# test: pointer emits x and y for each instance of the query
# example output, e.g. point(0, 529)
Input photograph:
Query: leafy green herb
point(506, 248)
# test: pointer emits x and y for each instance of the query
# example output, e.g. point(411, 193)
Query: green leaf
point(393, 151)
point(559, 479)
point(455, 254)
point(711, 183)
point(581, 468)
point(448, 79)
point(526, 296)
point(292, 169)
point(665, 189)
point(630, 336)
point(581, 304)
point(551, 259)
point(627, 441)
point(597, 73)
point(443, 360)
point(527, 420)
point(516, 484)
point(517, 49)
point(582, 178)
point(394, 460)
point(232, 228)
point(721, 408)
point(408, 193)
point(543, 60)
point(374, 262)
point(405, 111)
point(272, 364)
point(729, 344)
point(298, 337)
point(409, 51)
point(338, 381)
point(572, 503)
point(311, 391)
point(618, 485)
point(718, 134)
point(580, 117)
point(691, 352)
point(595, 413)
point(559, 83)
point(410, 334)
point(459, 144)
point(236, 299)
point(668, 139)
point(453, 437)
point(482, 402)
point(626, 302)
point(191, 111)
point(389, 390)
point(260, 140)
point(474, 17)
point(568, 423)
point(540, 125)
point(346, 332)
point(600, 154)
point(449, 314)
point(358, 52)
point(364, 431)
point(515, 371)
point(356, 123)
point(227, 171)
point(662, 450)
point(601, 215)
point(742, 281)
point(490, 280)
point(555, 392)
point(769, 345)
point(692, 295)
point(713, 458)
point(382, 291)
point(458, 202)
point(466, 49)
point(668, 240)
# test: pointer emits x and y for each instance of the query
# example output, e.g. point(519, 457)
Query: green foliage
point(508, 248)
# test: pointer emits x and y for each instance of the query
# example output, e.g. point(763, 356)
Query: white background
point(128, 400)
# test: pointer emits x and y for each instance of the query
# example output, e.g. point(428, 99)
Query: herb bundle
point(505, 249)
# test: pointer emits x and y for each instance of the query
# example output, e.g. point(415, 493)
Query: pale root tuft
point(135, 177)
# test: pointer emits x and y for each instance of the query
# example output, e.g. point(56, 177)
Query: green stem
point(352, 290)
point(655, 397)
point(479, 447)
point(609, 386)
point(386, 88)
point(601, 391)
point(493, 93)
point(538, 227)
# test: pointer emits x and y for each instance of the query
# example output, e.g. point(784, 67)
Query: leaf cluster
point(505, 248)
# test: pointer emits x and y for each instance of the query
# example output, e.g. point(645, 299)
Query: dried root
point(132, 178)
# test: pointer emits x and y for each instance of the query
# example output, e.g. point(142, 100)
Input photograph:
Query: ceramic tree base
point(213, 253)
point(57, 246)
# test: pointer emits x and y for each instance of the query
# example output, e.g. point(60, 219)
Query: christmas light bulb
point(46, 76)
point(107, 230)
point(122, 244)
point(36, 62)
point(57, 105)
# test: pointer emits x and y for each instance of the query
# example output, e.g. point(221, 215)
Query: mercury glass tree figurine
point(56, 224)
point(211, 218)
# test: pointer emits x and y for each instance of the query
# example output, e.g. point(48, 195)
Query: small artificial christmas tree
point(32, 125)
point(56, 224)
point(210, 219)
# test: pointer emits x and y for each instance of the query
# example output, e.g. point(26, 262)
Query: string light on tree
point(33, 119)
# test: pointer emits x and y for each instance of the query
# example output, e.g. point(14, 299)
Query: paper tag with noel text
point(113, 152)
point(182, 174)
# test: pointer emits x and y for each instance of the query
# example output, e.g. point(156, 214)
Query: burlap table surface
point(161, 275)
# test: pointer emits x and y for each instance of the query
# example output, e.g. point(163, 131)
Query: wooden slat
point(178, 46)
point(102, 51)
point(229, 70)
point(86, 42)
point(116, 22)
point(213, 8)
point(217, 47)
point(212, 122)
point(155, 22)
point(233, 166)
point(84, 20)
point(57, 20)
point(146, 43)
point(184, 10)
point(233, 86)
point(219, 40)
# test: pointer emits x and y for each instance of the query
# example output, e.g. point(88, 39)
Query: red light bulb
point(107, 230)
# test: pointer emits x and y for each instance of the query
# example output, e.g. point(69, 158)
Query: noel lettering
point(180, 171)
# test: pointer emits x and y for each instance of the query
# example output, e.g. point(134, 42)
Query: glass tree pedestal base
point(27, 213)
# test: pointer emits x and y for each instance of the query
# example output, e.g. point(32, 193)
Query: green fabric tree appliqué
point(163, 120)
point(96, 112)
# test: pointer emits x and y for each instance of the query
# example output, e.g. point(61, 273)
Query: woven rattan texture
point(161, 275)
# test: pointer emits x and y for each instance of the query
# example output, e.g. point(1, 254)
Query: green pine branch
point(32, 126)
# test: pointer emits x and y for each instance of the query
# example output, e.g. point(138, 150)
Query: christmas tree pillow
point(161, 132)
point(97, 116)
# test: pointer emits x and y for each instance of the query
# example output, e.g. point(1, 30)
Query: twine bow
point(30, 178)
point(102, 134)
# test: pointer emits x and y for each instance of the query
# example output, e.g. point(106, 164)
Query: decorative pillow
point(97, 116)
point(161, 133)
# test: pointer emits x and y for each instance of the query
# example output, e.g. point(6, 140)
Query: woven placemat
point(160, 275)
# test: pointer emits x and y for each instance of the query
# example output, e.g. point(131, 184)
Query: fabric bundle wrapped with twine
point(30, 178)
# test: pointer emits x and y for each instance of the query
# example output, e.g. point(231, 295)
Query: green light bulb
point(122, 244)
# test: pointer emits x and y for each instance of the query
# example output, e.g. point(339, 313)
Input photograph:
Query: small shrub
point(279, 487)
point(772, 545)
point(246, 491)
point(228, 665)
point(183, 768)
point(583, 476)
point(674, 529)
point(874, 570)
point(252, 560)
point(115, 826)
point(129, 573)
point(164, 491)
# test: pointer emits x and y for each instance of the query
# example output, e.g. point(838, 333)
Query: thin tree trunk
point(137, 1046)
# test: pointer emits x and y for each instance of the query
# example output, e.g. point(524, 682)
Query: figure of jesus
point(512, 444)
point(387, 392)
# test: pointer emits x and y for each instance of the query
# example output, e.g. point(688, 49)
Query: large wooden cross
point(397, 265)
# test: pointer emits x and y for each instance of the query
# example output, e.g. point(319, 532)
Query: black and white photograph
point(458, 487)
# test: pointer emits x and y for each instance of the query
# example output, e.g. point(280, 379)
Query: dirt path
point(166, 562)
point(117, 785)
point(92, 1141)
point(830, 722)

→ Problem requirements:
Copy the records from the start through the line containing "point(506, 248)", swapping "leafy green herb" for "small potted plant" and keeping all else the same.

→ Solved exercise:
# test: pointer emits x and y for each instance of the query
# example output, e.g. point(0, 529)
Input photograph:
Query: small potted plant
point(506, 248)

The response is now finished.